-- Using the information --
1/ Answer these questions about the article on the Los Angeles measles outbreak:
(a) How many of those infected were in LA County?
(b) Who is the health department's interim health officer?
(c) How long before the outbreak did California pass its strict vaccine law?
2/ Pick up the article on the Los Angeles measles outbreak at its end and write what comes next.
Start of Extract to read
A measles outbreak in Los Angeles County, California, is centered on the Orthodox Jewish community, according to reports.
Some 20 people have been infected in the outbreak, with 18 in LA County, 15 of whom, according to the LA County Department of Public Health “either knew one another or had a clear social connection, ” the Los Angeles Times reported over the weekend.
None of the 18 people could show proof of vaccination, according to the health department’s interim health officer Dr. Jeffrey Gunzenhauser.
Most of those infected were in their 20s but the infected also included young children and older adults, according to the newspaper.
The outbreak comes six months after California passed a strict vaccine law, making vaccines mandatory beginning in first grade.
Rabbi Hershy Z. Ten, president of the Los Angeles Bikur Cholim organization, said in a column written for Jewish Home LA that at the end of December he had received a call from Dr. Franklin Pratt, medical director for the Los Angeles Department of Public Health Immunization Program, “who advised that just days prior, a measles outbreak was identified in the Los Angeles Orthodox Jewish community linked through epidemiology, social interaction, and geography.
End of Extract to read
Start of Provided material
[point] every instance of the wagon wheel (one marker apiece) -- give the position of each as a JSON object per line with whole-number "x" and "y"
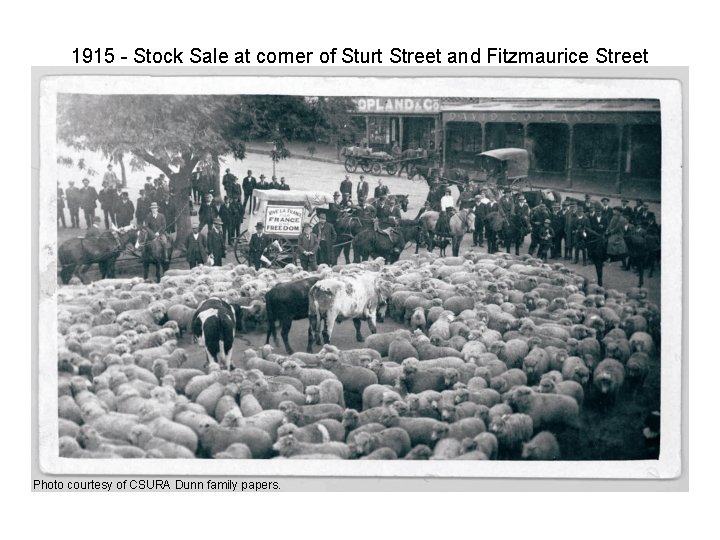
{"x": 242, "y": 248}
{"x": 365, "y": 165}
{"x": 350, "y": 164}
{"x": 286, "y": 255}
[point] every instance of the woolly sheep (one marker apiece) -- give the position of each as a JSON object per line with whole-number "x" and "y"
{"x": 545, "y": 409}
{"x": 608, "y": 379}
{"x": 512, "y": 431}
{"x": 542, "y": 447}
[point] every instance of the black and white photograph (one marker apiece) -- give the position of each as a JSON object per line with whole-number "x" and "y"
{"x": 360, "y": 276}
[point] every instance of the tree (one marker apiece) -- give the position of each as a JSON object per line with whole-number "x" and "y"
{"x": 175, "y": 133}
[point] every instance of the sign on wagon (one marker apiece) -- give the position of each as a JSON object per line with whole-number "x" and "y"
{"x": 285, "y": 220}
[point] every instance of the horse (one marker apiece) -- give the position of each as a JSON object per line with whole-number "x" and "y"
{"x": 371, "y": 243}
{"x": 153, "y": 253}
{"x": 347, "y": 227}
{"x": 461, "y": 222}
{"x": 77, "y": 255}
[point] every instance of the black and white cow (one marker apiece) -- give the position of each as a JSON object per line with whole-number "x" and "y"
{"x": 213, "y": 326}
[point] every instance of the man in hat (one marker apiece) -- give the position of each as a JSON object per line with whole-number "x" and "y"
{"x": 110, "y": 178}
{"x": 363, "y": 188}
{"x": 230, "y": 184}
{"x": 381, "y": 190}
{"x": 142, "y": 208}
{"x": 643, "y": 216}
{"x": 61, "y": 206}
{"x": 626, "y": 211}
{"x": 262, "y": 183}
{"x": 346, "y": 186}
{"x": 72, "y": 196}
{"x": 124, "y": 211}
{"x": 547, "y": 235}
{"x": 480, "y": 210}
{"x": 538, "y": 215}
{"x": 249, "y": 183}
{"x": 205, "y": 213}
{"x": 334, "y": 209}
{"x": 447, "y": 200}
{"x": 259, "y": 243}
{"x": 605, "y": 211}
{"x": 216, "y": 242}
{"x": 94, "y": 229}
{"x": 236, "y": 218}
{"x": 155, "y": 224}
{"x": 106, "y": 197}
{"x": 570, "y": 217}
{"x": 196, "y": 249}
{"x": 88, "y": 202}
{"x": 327, "y": 238}
{"x": 596, "y": 220}
{"x": 507, "y": 206}
{"x": 580, "y": 223}
{"x": 308, "y": 246}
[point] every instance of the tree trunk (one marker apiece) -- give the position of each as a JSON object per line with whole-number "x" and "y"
{"x": 180, "y": 186}
{"x": 216, "y": 174}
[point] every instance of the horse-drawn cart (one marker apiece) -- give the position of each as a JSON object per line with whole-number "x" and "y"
{"x": 283, "y": 214}
{"x": 413, "y": 161}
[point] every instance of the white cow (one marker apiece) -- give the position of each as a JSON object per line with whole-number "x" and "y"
{"x": 360, "y": 297}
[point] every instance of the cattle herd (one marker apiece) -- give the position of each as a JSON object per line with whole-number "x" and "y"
{"x": 488, "y": 356}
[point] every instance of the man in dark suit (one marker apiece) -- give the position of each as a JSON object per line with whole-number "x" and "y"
{"x": 142, "y": 208}
{"x": 307, "y": 249}
{"x": 216, "y": 243}
{"x": 88, "y": 202}
{"x": 72, "y": 196}
{"x": 156, "y": 225}
{"x": 124, "y": 211}
{"x": 196, "y": 247}
{"x": 363, "y": 188}
{"x": 327, "y": 237}
{"x": 605, "y": 210}
{"x": 248, "y": 187}
{"x": 346, "y": 186}
{"x": 381, "y": 190}
{"x": 258, "y": 244}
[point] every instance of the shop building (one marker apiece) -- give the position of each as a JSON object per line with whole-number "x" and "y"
{"x": 610, "y": 141}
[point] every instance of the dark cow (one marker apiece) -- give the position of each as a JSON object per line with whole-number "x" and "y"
{"x": 213, "y": 326}
{"x": 287, "y": 302}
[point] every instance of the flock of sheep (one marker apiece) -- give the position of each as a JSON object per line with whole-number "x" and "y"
{"x": 499, "y": 358}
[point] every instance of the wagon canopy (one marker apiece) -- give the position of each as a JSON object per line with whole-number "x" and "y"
{"x": 284, "y": 212}
{"x": 510, "y": 163}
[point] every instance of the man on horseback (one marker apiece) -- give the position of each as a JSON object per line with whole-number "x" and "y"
{"x": 155, "y": 225}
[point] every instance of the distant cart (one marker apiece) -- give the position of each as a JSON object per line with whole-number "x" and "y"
{"x": 377, "y": 162}
{"x": 283, "y": 213}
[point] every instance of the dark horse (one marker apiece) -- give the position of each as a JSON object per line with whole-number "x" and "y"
{"x": 77, "y": 255}
{"x": 371, "y": 243}
{"x": 596, "y": 245}
{"x": 153, "y": 253}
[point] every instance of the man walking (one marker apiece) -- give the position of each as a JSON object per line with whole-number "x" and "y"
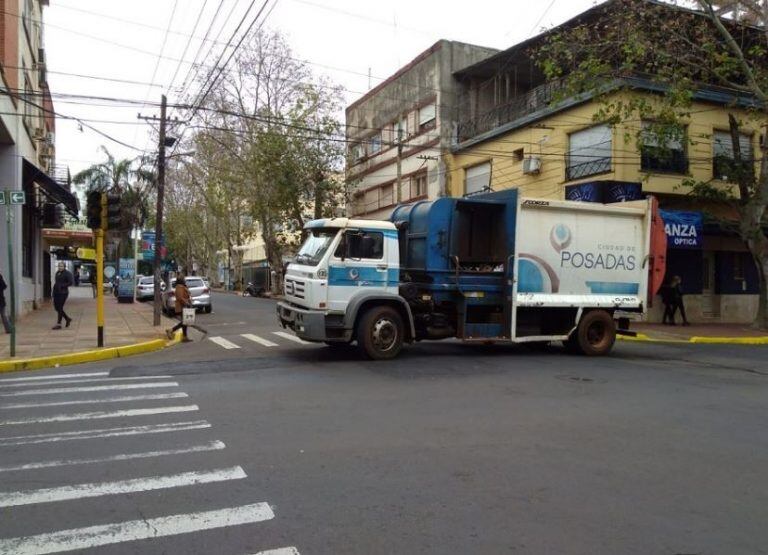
{"x": 62, "y": 282}
{"x": 183, "y": 300}
{"x": 6, "y": 323}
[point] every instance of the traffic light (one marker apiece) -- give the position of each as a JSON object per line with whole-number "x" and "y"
{"x": 93, "y": 210}
{"x": 113, "y": 217}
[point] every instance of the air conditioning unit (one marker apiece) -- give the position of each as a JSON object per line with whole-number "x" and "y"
{"x": 532, "y": 165}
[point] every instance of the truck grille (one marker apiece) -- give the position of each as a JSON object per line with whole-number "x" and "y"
{"x": 294, "y": 287}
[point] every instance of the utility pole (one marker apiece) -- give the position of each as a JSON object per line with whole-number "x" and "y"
{"x": 159, "y": 216}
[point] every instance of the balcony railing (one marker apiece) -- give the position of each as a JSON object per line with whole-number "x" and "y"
{"x": 528, "y": 103}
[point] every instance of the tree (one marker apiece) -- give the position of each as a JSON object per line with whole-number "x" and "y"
{"x": 681, "y": 50}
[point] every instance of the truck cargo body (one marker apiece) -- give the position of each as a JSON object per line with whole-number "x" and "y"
{"x": 494, "y": 267}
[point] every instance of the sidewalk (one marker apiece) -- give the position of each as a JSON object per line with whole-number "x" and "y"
{"x": 701, "y": 333}
{"x": 124, "y": 324}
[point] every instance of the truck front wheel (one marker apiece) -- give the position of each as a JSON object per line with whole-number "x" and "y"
{"x": 380, "y": 333}
{"x": 595, "y": 333}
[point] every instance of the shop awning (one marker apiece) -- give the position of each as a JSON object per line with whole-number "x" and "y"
{"x": 52, "y": 189}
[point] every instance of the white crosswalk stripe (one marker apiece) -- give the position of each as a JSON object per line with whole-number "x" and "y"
{"x": 99, "y": 415}
{"x": 55, "y": 499}
{"x": 259, "y": 340}
{"x": 58, "y": 390}
{"x": 224, "y": 342}
{"x": 291, "y": 337}
{"x": 107, "y": 534}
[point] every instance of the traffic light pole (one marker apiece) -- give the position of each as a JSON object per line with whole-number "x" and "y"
{"x": 159, "y": 216}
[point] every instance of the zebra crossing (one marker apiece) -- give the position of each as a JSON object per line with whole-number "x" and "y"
{"x": 270, "y": 341}
{"x": 48, "y": 425}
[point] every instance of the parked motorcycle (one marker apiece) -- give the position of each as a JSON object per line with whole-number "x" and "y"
{"x": 253, "y": 290}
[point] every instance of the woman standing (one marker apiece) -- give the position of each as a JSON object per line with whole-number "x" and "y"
{"x": 183, "y": 300}
{"x": 62, "y": 282}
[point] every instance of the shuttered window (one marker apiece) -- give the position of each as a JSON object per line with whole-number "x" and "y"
{"x": 477, "y": 178}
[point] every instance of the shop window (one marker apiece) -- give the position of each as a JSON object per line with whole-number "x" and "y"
{"x": 724, "y": 167}
{"x": 477, "y": 178}
{"x": 663, "y": 148}
{"x": 589, "y": 152}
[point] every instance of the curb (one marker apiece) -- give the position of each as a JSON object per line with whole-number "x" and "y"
{"x": 758, "y": 340}
{"x": 18, "y": 365}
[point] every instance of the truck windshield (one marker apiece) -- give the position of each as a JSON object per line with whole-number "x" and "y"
{"x": 315, "y": 246}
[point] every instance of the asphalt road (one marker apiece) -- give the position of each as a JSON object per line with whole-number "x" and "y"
{"x": 448, "y": 449}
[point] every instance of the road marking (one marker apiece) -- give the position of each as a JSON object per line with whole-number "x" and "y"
{"x": 106, "y": 432}
{"x": 221, "y": 342}
{"x": 123, "y": 399}
{"x": 90, "y": 380}
{"x": 99, "y": 489}
{"x": 210, "y": 446}
{"x": 99, "y": 415}
{"x": 290, "y": 337}
{"x": 90, "y": 388}
{"x": 78, "y": 539}
{"x": 259, "y": 340}
{"x": 55, "y": 377}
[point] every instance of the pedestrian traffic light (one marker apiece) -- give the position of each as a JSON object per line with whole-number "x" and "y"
{"x": 113, "y": 217}
{"x": 93, "y": 210}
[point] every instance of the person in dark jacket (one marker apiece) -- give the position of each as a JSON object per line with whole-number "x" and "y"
{"x": 62, "y": 282}
{"x": 6, "y": 323}
{"x": 183, "y": 300}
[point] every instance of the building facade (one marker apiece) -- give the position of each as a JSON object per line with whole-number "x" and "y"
{"x": 516, "y": 129}
{"x": 27, "y": 154}
{"x": 404, "y": 127}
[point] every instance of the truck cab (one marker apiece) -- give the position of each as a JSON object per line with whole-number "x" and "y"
{"x": 343, "y": 266}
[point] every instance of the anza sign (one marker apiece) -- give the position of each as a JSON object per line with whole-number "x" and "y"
{"x": 684, "y": 229}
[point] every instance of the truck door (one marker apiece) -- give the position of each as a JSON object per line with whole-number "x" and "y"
{"x": 362, "y": 259}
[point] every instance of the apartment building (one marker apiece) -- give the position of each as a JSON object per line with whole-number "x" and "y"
{"x": 400, "y": 130}
{"x": 27, "y": 152}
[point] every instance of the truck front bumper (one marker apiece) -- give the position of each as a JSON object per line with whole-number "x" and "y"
{"x": 311, "y": 325}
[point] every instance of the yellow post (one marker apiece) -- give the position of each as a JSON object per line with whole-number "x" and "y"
{"x": 100, "y": 272}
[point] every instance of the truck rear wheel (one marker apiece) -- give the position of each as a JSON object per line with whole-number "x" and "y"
{"x": 380, "y": 333}
{"x": 595, "y": 334}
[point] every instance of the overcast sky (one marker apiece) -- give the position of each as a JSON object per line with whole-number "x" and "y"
{"x": 342, "y": 39}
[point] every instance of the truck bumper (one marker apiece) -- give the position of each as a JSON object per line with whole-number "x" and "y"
{"x": 311, "y": 325}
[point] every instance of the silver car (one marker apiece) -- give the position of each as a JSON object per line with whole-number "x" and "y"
{"x": 145, "y": 288}
{"x": 199, "y": 292}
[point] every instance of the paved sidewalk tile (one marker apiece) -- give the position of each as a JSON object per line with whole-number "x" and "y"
{"x": 124, "y": 324}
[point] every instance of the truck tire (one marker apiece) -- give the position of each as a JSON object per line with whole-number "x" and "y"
{"x": 380, "y": 333}
{"x": 595, "y": 334}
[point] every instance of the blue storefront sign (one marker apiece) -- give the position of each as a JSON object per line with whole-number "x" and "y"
{"x": 684, "y": 229}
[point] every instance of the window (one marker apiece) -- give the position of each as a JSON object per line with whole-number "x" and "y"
{"x": 427, "y": 117}
{"x": 419, "y": 185}
{"x": 477, "y": 178}
{"x": 663, "y": 148}
{"x": 362, "y": 244}
{"x": 723, "y": 165}
{"x": 589, "y": 152}
{"x": 374, "y": 144}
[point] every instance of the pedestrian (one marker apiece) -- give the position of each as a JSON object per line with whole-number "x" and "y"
{"x": 6, "y": 323}
{"x": 183, "y": 300}
{"x": 62, "y": 282}
{"x": 666, "y": 299}
{"x": 676, "y": 294}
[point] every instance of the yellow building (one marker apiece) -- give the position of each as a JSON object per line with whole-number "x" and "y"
End of Provided material
-- Responses by task --
1/
(a) 18
(b) Dr. Jeffrey Gunzenhauser
(c) Six months

2/
He asked that Bikur Cholim urgently readdress and write about this issue in order to reach as many Jewish communities as quickly as possible.”
Gunzenhauser said county health workers interviewed each infected person to find out everywhere they went during the four days before and after they developed the rash associated with measles.
The county workers ultimately identified more than 2,000 people who may have come into contact with a measles patient, and discovered that about 10 percent of them had not been vaccinated.
“Regardless of what or when any regulations were implemented or any parents’ personal belief, no child should be allowed to remain at school or enter a play-group, whether at a home or synagogue, without proof that they’ve been immunized,” Ten wrote.
In 2015, a wave of pertussis, or “whooping cough,” appeared in the haredi Orthodox communities of Williamsburg and Borough Park, Brooklyn.